[EXERCISES TO COMPLETE]
**A.** Reproduce the passage of the LLVM bitcode header post between "That seems an" and "and any target.", inclusive, swapping "middle-end" for "optimizer".
**B.** According to the LLVM bitcode header post, what does IR have to work with?

[EXTRACTED TEXT]
>>>

[LLVMdev] Header in bitcode format 3.0?

Mon May 9 13:41:35 PDT 2011

On 9 May 2011 20:56, Samuel Crow <samuraileumas at yahoo.com> wrote:
> In the past I've worked on a PEG parser generator for any LLVM-based language to use.  One obstacle we ran into when generating LLVM IR assembly was that we'd end up cutting and pasting a list of declarations and aliases into every .ll file that needed to link with the others.  I'd propose that in the Bitcode 3.0 format, that a header definition be added to the IR assembly format using a FoldingSet to make sure that only unique headers are fetched recursively.  This would be primarily useful for making the bitcode a true virtual machine instead of just a pure intermediate representation of code written in other languages.

Hi Samuel,

That seems an interesting concept, more or less like guarded headers
in C or import mechanisms in Java or Python. However, that goes a bit
off the track with regards to IR.

The more semantics you add to IR, the more complex the middle-end
needs to be to deal with the idiosyncrasies and the less powerful is
the compiler. I for one always welcome changes in the IR regarding
readability and correct representation. I have proposed to (and failed
to convince) the list on a few modifications (unions type, more
complex structures, bit-fields, meta-attributes, sub-target
properties, etc) and I failed to convince why it would be worthy: IR
has to work with any language and any target.

Note that that's not the same as to say that *the same* IR has to work
across languages and targets (as I originally thought). LLVM fails to
accomplish that, and it's clear how that hinders PNaCl's model.

But adding more semantics to your particular problem will complicate
things for others. Ultimately, I think there are only two feasible
approaches to change the IR (except clear representation changes, like
exception handling and debug information):

1. Domain-specific wrappers: In your case, having a domain-specific
header-engine would enable you to distribute pieces of non-functional
IR and grab them via this mechanism to join in the target and execute
code in a less cumbersome way. That is less than ideal, but it doesn't
push deployment capabilities to a clearly focused intermediate
representation, and provide you with the state-machine you wanted.

<<<

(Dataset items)
>>>

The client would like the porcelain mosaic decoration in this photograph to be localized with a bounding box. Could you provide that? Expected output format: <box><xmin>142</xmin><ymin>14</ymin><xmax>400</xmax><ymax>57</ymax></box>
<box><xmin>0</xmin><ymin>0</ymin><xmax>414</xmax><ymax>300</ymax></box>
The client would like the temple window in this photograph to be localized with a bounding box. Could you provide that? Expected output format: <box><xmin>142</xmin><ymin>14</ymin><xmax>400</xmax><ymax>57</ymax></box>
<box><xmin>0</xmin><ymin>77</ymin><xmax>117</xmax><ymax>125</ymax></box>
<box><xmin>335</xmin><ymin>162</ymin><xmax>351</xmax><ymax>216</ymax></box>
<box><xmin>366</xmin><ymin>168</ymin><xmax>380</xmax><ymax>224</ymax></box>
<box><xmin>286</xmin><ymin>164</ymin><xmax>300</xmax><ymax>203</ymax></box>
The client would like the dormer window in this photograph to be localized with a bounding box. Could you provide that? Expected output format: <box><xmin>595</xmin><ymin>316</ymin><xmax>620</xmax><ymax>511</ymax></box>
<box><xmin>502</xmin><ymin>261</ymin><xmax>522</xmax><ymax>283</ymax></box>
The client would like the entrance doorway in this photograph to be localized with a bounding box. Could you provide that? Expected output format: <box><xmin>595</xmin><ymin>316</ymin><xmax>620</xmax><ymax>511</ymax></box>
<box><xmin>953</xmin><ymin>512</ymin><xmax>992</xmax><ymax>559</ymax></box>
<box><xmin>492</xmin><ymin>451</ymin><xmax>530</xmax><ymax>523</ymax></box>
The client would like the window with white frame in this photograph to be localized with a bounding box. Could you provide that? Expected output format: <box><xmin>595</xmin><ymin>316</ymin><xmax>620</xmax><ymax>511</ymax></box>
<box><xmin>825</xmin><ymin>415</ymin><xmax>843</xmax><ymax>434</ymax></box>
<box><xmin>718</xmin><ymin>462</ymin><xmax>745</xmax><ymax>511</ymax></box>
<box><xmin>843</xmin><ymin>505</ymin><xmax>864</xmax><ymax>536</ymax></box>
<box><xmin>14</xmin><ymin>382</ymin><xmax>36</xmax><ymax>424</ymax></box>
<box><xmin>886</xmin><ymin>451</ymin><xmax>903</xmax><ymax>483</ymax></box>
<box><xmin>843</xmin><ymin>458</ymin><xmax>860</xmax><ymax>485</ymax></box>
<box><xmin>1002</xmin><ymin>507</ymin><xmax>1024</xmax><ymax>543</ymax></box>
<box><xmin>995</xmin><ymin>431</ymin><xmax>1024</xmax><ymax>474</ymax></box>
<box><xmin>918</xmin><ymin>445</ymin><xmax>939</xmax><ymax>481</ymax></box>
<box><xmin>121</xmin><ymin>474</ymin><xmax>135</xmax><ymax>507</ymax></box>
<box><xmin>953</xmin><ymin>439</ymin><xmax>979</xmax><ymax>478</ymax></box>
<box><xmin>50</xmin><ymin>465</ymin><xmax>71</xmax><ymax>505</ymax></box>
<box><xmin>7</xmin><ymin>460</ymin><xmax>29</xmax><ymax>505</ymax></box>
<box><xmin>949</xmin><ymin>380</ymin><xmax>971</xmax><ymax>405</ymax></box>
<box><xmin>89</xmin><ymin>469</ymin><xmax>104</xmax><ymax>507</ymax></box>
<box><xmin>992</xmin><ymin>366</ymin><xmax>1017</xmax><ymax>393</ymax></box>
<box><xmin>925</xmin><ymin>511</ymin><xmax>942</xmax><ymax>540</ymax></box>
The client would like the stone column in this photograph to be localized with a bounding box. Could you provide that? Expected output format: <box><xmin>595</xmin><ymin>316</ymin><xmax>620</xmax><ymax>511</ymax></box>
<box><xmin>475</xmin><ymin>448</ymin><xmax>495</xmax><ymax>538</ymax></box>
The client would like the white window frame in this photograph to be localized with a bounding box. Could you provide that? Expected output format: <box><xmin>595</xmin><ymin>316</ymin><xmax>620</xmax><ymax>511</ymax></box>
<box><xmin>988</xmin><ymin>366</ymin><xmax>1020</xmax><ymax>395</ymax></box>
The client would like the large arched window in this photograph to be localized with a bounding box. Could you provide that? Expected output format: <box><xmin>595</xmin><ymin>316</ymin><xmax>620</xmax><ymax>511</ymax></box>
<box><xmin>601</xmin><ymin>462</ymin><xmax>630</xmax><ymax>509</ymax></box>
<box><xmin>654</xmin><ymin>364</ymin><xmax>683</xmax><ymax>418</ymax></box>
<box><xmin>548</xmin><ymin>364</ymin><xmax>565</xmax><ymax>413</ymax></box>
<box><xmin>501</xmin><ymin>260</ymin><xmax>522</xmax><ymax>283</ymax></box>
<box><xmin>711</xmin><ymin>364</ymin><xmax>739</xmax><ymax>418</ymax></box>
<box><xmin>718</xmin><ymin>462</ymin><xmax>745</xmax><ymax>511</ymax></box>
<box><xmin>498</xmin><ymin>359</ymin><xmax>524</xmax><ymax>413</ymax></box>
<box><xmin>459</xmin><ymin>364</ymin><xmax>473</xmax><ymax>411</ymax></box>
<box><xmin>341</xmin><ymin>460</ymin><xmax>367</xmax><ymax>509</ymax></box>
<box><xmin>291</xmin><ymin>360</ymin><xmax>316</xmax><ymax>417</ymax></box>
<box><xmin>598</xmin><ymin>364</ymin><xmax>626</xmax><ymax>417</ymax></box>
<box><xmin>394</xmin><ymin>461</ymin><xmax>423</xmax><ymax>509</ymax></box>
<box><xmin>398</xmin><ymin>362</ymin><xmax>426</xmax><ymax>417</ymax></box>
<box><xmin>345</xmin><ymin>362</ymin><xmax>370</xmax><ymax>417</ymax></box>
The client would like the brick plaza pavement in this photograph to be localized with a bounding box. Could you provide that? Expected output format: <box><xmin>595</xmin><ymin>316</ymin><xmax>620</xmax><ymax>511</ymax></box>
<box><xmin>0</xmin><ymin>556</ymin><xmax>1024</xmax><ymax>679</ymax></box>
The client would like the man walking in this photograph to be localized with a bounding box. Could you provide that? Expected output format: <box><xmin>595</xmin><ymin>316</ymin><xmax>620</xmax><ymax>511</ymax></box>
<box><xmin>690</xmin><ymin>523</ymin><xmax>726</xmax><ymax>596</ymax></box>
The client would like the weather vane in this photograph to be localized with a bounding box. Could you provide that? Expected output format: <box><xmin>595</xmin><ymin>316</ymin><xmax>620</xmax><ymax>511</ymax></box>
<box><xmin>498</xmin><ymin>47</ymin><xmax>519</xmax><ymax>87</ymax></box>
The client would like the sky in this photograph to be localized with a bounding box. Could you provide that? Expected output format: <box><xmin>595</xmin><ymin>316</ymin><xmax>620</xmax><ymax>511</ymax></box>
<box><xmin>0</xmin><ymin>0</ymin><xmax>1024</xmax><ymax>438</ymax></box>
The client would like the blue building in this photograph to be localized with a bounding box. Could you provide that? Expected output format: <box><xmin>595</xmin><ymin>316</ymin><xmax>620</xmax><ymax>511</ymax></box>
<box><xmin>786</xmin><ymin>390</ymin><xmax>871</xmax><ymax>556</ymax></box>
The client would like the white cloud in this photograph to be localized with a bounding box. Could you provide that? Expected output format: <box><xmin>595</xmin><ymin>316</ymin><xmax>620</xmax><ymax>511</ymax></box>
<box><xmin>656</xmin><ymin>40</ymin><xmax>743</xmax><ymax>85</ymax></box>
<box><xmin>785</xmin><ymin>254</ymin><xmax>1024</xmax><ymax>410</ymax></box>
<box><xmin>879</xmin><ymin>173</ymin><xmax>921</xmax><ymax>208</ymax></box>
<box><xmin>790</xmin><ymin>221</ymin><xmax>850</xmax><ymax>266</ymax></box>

<<<

[SOLUTIONS FOR EACH TASK]
**A.**
That seems an interesting concept, more or less like guarded headers
in C or import mechanisms in Java or Python. However, that goes a bit
off the track with regards to IR.

The more semantics you add to IR, the more complex the optimizer
needs to be to deal with the idiosyncrasies and the less powerful is
the compiler. I for one always welcome changes in the IR regarding
readability and correct representation. I have proposed to (and failed
to convince) the list on a few modifications (unions type, more
complex structures, bit-fields, meta-attributes, sub-target
properties, etc) and I failed to convince why it would be worthy: IR
has to work with any language and any target.

**B.** Any language and any target.